LISTED ENTRIES:
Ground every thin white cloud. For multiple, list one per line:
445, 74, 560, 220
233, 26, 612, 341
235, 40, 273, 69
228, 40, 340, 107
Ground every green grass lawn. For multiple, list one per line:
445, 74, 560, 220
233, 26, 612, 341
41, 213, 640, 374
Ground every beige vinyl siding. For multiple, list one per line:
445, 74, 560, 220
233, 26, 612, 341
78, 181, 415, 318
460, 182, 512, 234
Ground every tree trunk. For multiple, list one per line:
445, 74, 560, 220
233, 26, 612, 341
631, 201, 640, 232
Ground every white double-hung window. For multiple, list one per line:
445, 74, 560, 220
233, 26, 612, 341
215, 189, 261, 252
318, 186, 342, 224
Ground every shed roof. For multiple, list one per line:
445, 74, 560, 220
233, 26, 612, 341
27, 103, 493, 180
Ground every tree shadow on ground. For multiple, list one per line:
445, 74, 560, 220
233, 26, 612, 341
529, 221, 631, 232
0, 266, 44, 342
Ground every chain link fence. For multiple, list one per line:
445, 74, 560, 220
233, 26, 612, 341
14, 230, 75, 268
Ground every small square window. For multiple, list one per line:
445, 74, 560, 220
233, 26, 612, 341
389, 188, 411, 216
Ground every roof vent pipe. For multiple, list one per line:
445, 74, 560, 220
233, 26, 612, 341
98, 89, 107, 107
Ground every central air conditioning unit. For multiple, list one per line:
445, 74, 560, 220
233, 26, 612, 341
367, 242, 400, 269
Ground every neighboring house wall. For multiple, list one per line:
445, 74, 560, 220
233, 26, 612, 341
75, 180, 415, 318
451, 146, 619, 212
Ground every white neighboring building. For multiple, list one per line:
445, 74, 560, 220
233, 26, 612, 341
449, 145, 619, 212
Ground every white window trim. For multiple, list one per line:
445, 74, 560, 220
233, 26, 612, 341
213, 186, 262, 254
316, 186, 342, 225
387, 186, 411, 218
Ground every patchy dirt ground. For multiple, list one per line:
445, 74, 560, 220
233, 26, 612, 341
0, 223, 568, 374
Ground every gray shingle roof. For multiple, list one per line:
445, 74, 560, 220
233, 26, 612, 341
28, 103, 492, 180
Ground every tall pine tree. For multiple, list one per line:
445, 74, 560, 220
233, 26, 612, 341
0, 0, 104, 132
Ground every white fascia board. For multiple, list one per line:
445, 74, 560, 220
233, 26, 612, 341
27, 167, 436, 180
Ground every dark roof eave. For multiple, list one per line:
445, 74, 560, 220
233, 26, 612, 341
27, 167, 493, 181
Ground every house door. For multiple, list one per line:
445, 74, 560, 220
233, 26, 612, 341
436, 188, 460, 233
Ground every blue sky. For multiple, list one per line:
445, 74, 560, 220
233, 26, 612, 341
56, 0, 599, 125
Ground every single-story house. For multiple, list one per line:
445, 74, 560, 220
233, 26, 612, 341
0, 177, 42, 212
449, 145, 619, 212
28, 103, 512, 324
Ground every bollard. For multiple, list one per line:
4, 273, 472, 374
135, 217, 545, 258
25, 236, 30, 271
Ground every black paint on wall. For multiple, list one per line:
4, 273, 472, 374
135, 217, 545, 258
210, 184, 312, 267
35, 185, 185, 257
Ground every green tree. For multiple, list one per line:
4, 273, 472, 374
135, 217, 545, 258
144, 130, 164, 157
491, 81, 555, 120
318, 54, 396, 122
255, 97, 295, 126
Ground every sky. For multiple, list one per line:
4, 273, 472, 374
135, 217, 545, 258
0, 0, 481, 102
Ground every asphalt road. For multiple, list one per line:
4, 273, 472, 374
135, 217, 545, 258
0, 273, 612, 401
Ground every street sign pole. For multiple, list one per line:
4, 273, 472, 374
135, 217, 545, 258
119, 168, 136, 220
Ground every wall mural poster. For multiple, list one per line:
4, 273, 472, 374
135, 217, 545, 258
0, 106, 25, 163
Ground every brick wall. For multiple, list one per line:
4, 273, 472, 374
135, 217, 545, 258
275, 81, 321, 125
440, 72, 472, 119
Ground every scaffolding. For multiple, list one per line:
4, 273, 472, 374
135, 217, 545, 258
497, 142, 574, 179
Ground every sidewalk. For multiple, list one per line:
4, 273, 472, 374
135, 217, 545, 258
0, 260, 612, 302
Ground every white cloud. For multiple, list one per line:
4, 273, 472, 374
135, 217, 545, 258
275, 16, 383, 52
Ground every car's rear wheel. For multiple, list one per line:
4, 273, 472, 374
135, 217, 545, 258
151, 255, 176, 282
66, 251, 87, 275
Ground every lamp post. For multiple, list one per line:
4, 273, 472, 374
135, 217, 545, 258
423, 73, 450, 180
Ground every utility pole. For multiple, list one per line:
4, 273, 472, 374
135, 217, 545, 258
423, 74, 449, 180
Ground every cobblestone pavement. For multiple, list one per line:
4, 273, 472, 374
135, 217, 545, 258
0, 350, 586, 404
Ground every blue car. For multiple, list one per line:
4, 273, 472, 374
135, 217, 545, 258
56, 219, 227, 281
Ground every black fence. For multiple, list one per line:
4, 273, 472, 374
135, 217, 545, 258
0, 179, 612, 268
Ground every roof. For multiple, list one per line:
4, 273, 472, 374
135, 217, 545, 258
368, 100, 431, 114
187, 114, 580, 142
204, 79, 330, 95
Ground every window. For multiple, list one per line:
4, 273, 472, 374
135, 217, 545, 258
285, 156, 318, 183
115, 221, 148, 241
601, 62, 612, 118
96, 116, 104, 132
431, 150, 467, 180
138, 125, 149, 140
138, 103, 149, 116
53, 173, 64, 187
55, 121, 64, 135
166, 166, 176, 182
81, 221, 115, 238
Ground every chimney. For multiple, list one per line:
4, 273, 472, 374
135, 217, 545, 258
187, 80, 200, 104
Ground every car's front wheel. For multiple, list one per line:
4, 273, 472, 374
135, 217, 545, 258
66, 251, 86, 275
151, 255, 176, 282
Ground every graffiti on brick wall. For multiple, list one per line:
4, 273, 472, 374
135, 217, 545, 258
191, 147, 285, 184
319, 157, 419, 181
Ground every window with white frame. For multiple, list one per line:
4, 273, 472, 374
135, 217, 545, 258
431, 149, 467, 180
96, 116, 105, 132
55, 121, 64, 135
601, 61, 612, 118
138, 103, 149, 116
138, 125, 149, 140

WRITTEN PROBLEM:
Reproduce all of the data above, swapping every "Ground every" for "Locate every" and leaving everything else unchanged.

RESPONSE:
Locate every thin white cloud. For multiple, list one per line:
445, 74, 560, 220
233, 26, 612, 341
235, 40, 273, 69
228, 40, 340, 107
Locate every green grass lawn. For multiple, list one per line:
445, 74, 560, 220
233, 26, 612, 341
41, 213, 640, 374
Locate every beige vinyl siding. For multiple, list one per line:
445, 74, 560, 220
233, 26, 612, 341
78, 181, 415, 318
460, 182, 512, 234
Locate every tree trunk. For multiple, list one per line:
445, 74, 560, 220
233, 26, 612, 341
631, 201, 640, 232
Locate every white double-hung window. For multiple, list one per line:
445, 74, 560, 220
233, 26, 612, 341
215, 189, 261, 252
318, 186, 342, 224
Locate every shed roof. For multiple, list one per line:
445, 74, 560, 220
233, 26, 612, 341
27, 103, 493, 180
Locate every tree shadow on ground. For multiple, list one per line:
445, 74, 560, 220
233, 26, 612, 341
529, 221, 631, 232
0, 266, 44, 342
Locate every chain link fence. For multiple, list one per line:
445, 74, 560, 220
233, 26, 612, 341
14, 230, 75, 268
Locate every small square window. For multiple, list one per line:
445, 74, 560, 220
233, 26, 612, 341
389, 188, 411, 216
Locate every roof vent pipe. For multiple, list one per line:
445, 74, 560, 220
233, 26, 612, 341
98, 89, 107, 107
Locate every central air conditioning unit. For multiple, list one per line:
445, 74, 560, 220
233, 26, 612, 341
367, 242, 400, 269
Locate every neighboring house wall. For multiple, list one per line:
445, 74, 560, 220
233, 26, 612, 341
75, 180, 415, 318
451, 146, 619, 212
Locate every white neighboring building. For multiple, list one per line:
445, 74, 560, 220
233, 26, 612, 341
449, 145, 619, 212
Locate every white window trim. For multiple, list one per line:
445, 74, 560, 220
233, 26, 612, 341
213, 186, 262, 254
316, 186, 342, 225
387, 186, 411, 218
Locate every patchy dirt ground. For multiple, list one per line:
445, 74, 560, 220
233, 26, 612, 341
0, 223, 568, 374
Locate every gray shingle roof. For multiple, list one per line:
445, 74, 560, 220
233, 26, 612, 341
28, 103, 492, 180
Locate every tall pine tree. For multiple, list one per line:
445, 74, 560, 220
233, 26, 612, 341
0, 0, 104, 132
Locate every white fascia board. For multiple, list one per line:
445, 74, 560, 220
233, 26, 612, 341
27, 167, 436, 180
Locate every dark roof eave. For multiple, list one per line:
445, 74, 560, 220
233, 26, 612, 341
27, 167, 493, 181
Locate every house door. For multiple, list one per line:
445, 74, 560, 220
233, 26, 612, 341
436, 188, 460, 233
Locate every blue sky. For multiple, list one per line:
445, 74, 560, 220
233, 26, 612, 341
56, 0, 599, 125
Locate every single-story house. For multiple, list one per line:
445, 74, 560, 220
233, 26, 612, 341
0, 177, 42, 212
449, 145, 619, 212
28, 103, 512, 324
Locate every bollard. For multiple, list one per line:
4, 273, 472, 374
135, 217, 545, 258
25, 236, 30, 271
Locate every black paint on wall. For multiple, list one per line:
4, 273, 472, 374
135, 217, 545, 258
210, 184, 312, 267
35, 185, 185, 257
Locate every green tree. For multiple, list one per line:
4, 273, 472, 374
135, 217, 545, 258
144, 130, 164, 157
491, 81, 555, 120
318, 54, 396, 122
255, 97, 295, 126
Locate every sky. For multiple, list one per line:
4, 273, 472, 374
135, 217, 545, 258
0, 0, 481, 102
Locate every asphalt road. For multiple, list one per line:
4, 273, 472, 374
135, 217, 545, 258
0, 273, 612, 401
Locate every street sign pole. For multiple, list one per line:
4, 273, 472, 374
135, 217, 545, 258
119, 168, 136, 220
Locate every wall mural poster. For multiple, list one per line:
4, 273, 472, 374
135, 217, 545, 258
0, 106, 25, 163
Locate every brick wall. For multiple, list one per line:
4, 273, 472, 374
135, 217, 545, 258
275, 81, 321, 125
440, 72, 472, 119
Locate every scaffolding. For multiple, list one per line:
4, 273, 472, 374
135, 217, 545, 258
497, 142, 574, 179
Locate every sidewalk. For multiple, list one per line:
4, 273, 472, 374
135, 217, 545, 258
0, 260, 612, 302
Locate every white cloud. For multiple, list one per line:
4, 273, 472, 374
135, 217, 545, 258
275, 16, 383, 52
Locate every car's rear wheel. For multiple, list one per line:
4, 273, 472, 374
135, 217, 545, 258
151, 255, 176, 282
66, 251, 87, 275
Locate every lamp post. For multiple, list one per line:
4, 273, 472, 374
135, 217, 545, 258
423, 73, 450, 180
Locate every utility pole. For multiple, list one per line:
4, 273, 472, 374
135, 217, 545, 258
423, 74, 449, 180
Locate every cobblestone pavement. For multiple, list one per line:
4, 273, 472, 374
135, 217, 545, 258
0, 350, 586, 404
Locate every blue car. For multiple, list one per line:
4, 273, 472, 374
135, 217, 545, 258
56, 219, 227, 281
Locate every black fence. For multiple, list one per line:
4, 273, 472, 374
135, 217, 545, 258
0, 179, 612, 268
Locate every roof. For multiple, list one per line:
4, 273, 472, 374
135, 217, 545, 258
368, 100, 431, 114
187, 114, 580, 142
204, 79, 330, 95
Locate every window. For multiple, list one per line:
4, 273, 472, 374
135, 217, 545, 258
285, 156, 318, 183
115, 221, 148, 241
601, 62, 612, 118
96, 116, 104, 132
431, 150, 467, 180
138, 125, 149, 140
138, 103, 149, 116
53, 173, 64, 187
55, 121, 64, 135
166, 166, 176, 182
81, 221, 115, 238
Locate every chimney. For multiple, list one per line:
4, 273, 472, 374
135, 217, 545, 258
187, 80, 200, 104
Locate every car's front wheel. For multiple, list one per line:
4, 273, 472, 374
135, 217, 545, 258
66, 251, 86, 275
151, 255, 176, 282
Locate every graffiti on brick wall. For multiple, list one per line:
4, 273, 472, 374
135, 217, 545, 258
191, 147, 285, 184
319, 157, 419, 181
Locate every window with white frame. For multiple, list one per line:
4, 273, 472, 374
135, 217, 545, 258
431, 149, 467, 180
96, 116, 105, 132
55, 121, 64, 135
601, 61, 612, 118
138, 103, 149, 116
138, 125, 149, 140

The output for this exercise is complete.